## Given request
Pick up the news article on the Gaelic football injury in San Francisco from its final sentence and keep writing it.

## Text
───
Questions surround Gaelic footballer’s coma-inducing injury 

As San Francisco police consider criminal charges against a Gaelic football player involved in an on-field incident that left another player in a coma, Bay Area attorneys say criminal cases rarely result from on-the-field injuries in sports matches.

On Wednesday, Officer Albie Esparza said police have identified an unnamed person of interest in the critical injury of 22-year-old Irish footballer Mark McGovern, who was playing in his first match June 25 on Treasure Island after arriving in San Francisco the previous week. The contact sport — similar to rugby — is one of Ireland’s most popular games.

Joe Duffy, coach of McGovern’s Ulster San Francisco club, said his players told him that after McGovern was seen convulsing on the ground far from the center of game action, a member of the opposing team said “He won’t get up from that.” Although the match was not televised and no witnesses have come forward to say exactly what caused the injury, most agree the incident occurred “off the ball.”
───
## Listed records
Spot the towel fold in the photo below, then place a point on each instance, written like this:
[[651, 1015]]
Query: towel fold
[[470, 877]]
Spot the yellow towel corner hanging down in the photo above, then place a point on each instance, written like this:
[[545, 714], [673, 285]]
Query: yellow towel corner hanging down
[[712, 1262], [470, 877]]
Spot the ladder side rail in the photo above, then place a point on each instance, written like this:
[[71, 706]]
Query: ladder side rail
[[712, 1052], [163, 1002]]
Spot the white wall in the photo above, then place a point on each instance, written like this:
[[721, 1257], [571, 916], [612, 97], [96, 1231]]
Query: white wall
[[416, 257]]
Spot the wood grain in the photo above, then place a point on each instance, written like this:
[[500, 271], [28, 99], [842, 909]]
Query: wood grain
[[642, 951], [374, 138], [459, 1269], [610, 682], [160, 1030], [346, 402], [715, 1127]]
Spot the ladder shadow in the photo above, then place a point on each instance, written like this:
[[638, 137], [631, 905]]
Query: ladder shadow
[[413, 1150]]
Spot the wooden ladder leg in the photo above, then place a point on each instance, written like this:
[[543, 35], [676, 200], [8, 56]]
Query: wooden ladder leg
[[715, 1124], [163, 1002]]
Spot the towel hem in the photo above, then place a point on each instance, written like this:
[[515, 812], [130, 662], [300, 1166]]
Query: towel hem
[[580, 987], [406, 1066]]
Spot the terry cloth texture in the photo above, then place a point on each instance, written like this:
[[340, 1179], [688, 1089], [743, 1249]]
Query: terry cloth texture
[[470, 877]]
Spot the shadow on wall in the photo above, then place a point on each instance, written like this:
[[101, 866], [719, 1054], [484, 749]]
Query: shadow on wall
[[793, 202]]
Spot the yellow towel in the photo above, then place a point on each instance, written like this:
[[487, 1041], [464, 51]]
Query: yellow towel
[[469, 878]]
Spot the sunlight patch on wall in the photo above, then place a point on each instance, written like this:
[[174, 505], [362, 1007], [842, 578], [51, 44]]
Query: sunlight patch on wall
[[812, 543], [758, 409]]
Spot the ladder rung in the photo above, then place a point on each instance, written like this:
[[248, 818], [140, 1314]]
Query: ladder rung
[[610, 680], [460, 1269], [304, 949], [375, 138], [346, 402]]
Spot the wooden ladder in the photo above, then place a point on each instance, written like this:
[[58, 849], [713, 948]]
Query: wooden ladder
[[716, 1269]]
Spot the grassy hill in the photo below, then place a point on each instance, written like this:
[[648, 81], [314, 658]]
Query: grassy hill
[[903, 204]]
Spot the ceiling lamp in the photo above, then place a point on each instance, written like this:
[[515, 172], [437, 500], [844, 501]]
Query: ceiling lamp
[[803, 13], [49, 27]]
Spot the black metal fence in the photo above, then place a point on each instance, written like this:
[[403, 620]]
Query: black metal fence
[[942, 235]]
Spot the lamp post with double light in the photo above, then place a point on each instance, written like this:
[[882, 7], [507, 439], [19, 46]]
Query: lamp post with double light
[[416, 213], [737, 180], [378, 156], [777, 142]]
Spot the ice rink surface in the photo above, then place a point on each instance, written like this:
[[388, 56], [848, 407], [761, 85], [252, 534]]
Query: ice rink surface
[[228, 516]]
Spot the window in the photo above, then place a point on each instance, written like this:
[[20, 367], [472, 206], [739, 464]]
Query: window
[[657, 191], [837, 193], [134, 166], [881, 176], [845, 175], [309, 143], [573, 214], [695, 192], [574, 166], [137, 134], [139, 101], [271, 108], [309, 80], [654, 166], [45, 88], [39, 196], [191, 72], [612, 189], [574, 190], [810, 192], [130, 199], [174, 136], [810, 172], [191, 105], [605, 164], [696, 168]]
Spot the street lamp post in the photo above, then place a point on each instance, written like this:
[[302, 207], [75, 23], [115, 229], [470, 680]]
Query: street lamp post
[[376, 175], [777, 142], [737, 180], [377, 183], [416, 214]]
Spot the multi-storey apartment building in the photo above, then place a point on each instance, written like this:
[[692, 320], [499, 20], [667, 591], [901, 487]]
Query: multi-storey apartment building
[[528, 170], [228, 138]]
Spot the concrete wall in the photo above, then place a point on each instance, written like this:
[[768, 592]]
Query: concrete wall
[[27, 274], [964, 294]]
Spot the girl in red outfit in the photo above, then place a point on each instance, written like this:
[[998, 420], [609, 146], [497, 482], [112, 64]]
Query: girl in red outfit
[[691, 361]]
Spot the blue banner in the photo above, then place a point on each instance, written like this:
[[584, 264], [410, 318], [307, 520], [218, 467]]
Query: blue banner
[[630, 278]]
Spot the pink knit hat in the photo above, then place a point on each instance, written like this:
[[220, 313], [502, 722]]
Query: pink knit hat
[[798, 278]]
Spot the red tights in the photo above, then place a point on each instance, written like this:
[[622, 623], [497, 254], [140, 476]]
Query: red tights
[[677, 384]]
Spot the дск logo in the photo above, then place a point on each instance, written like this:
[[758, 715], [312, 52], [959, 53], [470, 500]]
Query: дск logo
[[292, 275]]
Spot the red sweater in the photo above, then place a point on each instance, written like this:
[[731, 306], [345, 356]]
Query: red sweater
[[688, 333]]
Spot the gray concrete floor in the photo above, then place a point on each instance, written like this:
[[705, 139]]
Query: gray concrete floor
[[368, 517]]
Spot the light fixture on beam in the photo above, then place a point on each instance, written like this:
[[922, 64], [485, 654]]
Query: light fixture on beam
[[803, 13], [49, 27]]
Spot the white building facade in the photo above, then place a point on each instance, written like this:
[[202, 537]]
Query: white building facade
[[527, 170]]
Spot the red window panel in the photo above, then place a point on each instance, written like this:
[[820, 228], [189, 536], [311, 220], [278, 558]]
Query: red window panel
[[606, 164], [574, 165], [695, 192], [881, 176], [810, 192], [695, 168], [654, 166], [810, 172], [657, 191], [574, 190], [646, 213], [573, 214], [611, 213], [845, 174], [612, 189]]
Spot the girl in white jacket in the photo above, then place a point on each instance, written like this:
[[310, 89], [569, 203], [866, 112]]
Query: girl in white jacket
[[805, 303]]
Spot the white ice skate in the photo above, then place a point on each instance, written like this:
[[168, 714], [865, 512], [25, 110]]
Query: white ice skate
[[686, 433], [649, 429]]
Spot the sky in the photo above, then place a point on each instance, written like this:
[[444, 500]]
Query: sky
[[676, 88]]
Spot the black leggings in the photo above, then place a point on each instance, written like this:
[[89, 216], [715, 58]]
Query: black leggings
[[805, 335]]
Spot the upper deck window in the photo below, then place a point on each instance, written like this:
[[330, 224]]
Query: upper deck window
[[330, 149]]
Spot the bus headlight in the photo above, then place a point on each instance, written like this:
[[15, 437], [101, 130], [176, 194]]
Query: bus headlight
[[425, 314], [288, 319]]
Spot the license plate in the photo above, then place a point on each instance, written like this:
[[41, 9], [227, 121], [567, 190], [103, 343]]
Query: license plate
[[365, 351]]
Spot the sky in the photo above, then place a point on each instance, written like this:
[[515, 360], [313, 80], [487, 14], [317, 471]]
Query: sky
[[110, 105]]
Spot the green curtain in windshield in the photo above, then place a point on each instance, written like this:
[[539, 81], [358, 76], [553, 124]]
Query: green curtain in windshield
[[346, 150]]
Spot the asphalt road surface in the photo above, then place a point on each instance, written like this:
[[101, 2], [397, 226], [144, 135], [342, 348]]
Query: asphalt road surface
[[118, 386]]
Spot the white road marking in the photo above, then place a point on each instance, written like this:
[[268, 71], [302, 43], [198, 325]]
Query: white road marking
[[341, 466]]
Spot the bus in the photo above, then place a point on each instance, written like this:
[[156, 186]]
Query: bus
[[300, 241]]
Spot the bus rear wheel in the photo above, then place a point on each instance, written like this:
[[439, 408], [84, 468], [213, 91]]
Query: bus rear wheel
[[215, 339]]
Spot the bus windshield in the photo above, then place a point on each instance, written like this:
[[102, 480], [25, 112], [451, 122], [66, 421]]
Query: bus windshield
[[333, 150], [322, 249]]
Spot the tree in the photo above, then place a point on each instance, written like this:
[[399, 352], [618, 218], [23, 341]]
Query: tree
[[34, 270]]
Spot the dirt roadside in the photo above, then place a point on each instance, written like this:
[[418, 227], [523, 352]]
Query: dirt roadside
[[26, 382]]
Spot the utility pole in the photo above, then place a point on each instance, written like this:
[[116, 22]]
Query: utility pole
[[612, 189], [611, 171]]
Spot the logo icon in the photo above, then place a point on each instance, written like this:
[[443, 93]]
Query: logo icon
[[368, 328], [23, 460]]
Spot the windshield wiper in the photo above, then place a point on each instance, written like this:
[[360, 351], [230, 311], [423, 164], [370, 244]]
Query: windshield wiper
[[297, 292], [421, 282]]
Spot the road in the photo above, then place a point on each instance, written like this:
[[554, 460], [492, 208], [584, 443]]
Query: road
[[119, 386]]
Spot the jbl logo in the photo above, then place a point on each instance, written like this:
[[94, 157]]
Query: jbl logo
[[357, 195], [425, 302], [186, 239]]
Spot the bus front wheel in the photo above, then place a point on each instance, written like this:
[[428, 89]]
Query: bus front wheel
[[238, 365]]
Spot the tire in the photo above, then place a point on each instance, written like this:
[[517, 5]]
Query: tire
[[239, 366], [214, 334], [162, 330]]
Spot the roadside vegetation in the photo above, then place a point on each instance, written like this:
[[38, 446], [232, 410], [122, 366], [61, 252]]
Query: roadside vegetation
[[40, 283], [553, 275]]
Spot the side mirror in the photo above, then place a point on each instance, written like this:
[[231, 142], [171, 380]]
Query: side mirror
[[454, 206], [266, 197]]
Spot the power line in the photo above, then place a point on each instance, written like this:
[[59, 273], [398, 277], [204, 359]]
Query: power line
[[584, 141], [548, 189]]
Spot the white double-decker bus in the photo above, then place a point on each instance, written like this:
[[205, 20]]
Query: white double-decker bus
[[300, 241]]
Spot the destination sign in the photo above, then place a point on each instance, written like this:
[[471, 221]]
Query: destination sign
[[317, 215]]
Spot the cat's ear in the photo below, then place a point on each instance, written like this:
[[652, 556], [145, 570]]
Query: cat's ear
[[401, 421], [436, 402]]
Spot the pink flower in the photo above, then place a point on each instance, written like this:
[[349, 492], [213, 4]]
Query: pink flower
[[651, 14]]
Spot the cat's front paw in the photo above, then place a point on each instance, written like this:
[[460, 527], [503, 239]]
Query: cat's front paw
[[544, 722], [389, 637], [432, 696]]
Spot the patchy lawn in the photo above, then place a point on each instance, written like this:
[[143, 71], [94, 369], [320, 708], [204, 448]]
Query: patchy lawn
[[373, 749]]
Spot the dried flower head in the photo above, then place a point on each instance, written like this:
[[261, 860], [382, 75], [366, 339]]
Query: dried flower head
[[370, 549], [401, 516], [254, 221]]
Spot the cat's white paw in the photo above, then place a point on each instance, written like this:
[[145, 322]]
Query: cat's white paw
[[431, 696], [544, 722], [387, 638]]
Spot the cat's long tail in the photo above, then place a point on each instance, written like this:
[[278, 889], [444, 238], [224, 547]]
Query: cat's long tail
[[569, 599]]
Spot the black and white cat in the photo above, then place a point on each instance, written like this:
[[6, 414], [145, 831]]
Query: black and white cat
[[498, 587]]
───
## Task output
Gary Gwilliam, an Oakland attorney who has litigated sports-related conflicts, said criminal charges in on-the-field cases depend on the degree to which players consent to contact. Although players should clearly expect contact, that consent has limits, Gwilliam said.

“No one who consents to a hockey game also consents to getting beaten with a stick,” he said, adding that if a district attorney were to move forward with criminal charges, a clear intent to injure McGovern would have to be established.

Stephen Sugarman, a professor at UC Berkeley’s law school, said authorities typically rely on professional sports officials to hand down punishment for player misconduct in the form of fines, suspensions or even banishment.

“For nonprofessional league situations of willfully wrongful conduct, the criminal law system is more likely to get involved,” Sugarman said. “Of course, just because someone is badly injured or even killed while playing a sport does not mean that a crime has been committed.”

In 2003, Raiders player Marcus Williams won a lawsuit against teammate Bill Romanowski, who ripped off Williams’ helmet and broke a bone around his left eye in a fight during practice. No criminal charges were filed in the case.

Police in Canada are investigating a questionable check by Boston Bruins captain Zdeno Chara on Montreal Canadiens forward Max Pacioretty during a March 8 game.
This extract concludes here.